START

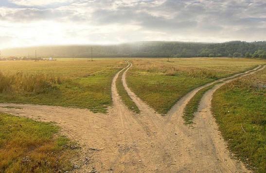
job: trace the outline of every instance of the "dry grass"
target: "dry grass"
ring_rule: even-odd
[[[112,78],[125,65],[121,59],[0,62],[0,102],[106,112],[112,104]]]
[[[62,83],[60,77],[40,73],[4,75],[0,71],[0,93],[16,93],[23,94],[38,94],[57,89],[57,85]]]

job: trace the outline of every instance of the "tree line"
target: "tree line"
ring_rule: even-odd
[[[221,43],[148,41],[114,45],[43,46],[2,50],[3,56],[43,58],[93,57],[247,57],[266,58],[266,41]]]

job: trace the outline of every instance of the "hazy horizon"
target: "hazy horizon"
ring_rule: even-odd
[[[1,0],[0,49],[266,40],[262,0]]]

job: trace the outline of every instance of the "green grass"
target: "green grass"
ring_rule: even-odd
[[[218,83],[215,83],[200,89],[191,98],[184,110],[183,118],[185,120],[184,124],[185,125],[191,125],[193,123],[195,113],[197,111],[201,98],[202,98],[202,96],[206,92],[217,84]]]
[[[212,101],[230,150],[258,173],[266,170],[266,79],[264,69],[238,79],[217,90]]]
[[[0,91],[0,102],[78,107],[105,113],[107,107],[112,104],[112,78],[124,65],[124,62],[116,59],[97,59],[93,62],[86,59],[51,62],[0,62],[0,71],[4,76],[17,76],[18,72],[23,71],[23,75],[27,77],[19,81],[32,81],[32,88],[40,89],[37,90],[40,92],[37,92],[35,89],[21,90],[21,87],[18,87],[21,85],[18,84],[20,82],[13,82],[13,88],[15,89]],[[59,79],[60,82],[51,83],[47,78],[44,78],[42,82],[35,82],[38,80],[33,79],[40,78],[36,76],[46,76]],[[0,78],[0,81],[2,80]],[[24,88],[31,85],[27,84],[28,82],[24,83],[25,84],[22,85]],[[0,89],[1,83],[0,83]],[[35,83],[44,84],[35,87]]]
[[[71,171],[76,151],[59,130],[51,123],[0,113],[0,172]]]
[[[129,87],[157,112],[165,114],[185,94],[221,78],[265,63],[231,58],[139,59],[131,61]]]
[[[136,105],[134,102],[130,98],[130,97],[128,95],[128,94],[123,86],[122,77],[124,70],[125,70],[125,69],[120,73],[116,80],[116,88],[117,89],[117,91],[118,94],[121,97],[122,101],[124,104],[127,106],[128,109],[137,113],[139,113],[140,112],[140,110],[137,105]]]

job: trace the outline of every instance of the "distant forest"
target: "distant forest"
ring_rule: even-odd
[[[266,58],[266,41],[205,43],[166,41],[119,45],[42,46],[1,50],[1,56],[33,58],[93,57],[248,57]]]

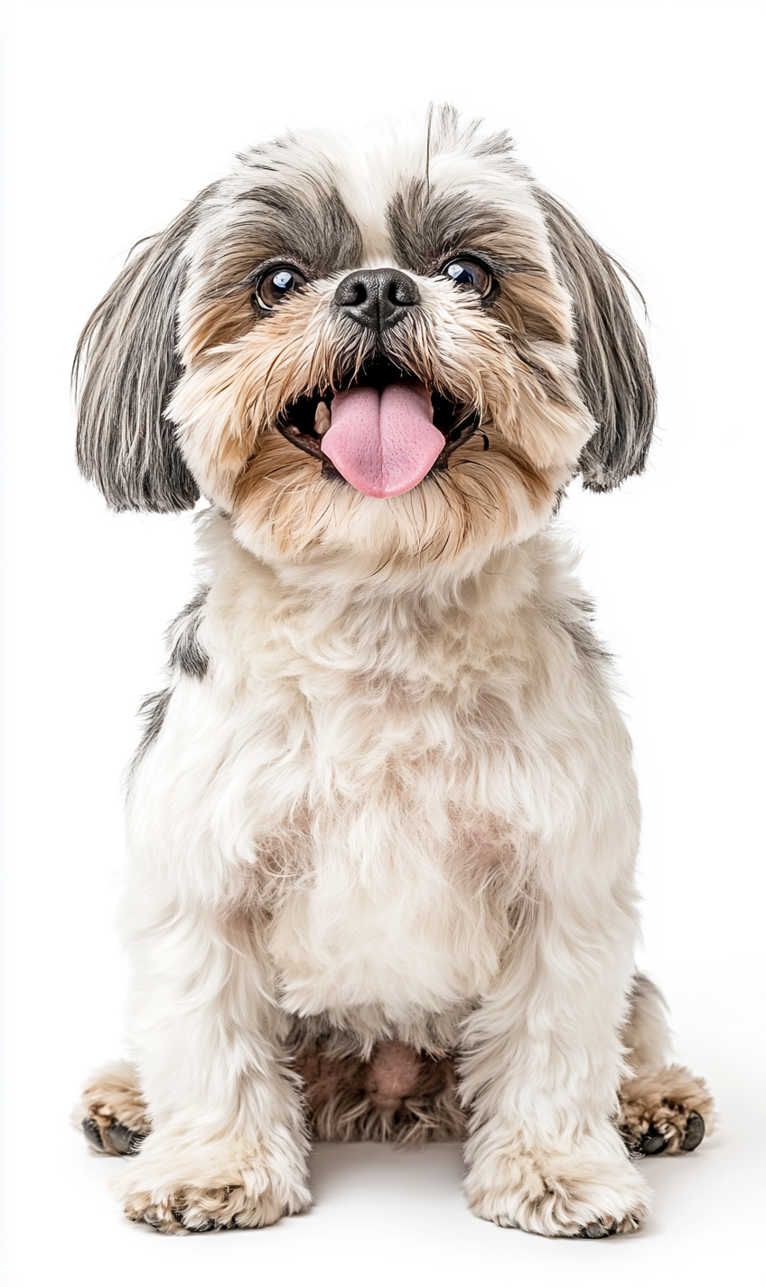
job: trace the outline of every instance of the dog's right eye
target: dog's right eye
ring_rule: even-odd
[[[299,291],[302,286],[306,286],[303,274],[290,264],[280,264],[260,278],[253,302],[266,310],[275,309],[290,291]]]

END
START

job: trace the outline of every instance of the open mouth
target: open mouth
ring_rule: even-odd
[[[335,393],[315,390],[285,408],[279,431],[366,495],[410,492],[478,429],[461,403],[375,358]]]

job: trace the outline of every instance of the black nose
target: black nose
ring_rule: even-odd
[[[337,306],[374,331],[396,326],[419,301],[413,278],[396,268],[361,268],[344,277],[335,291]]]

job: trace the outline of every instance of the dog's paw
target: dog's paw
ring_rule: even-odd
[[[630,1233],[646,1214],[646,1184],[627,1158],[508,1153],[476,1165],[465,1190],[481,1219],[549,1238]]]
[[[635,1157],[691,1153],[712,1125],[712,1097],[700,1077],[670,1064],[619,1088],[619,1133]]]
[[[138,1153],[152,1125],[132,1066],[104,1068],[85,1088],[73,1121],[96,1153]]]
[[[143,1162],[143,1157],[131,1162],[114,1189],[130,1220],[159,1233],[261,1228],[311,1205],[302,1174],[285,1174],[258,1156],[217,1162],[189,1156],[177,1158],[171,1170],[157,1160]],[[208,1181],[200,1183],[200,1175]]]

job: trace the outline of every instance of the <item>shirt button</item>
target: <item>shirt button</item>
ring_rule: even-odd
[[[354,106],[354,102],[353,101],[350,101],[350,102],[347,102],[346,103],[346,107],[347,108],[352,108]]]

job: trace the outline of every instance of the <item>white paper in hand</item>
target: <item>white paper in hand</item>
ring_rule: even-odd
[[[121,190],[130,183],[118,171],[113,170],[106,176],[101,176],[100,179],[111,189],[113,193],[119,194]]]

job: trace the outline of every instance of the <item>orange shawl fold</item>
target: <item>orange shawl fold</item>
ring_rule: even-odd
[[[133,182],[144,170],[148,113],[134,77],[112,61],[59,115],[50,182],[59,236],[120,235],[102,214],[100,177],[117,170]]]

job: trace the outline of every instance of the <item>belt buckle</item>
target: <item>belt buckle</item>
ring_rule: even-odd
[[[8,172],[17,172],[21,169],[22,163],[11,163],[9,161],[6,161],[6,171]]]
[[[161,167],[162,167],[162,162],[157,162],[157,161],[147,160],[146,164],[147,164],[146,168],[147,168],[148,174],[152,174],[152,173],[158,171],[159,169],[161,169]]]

END

Go through the records and copy out each line that contains the word "hand".

job: trace the outline of every instance of the <item>white paper in hand</item>
target: <item>white paper in hand</item>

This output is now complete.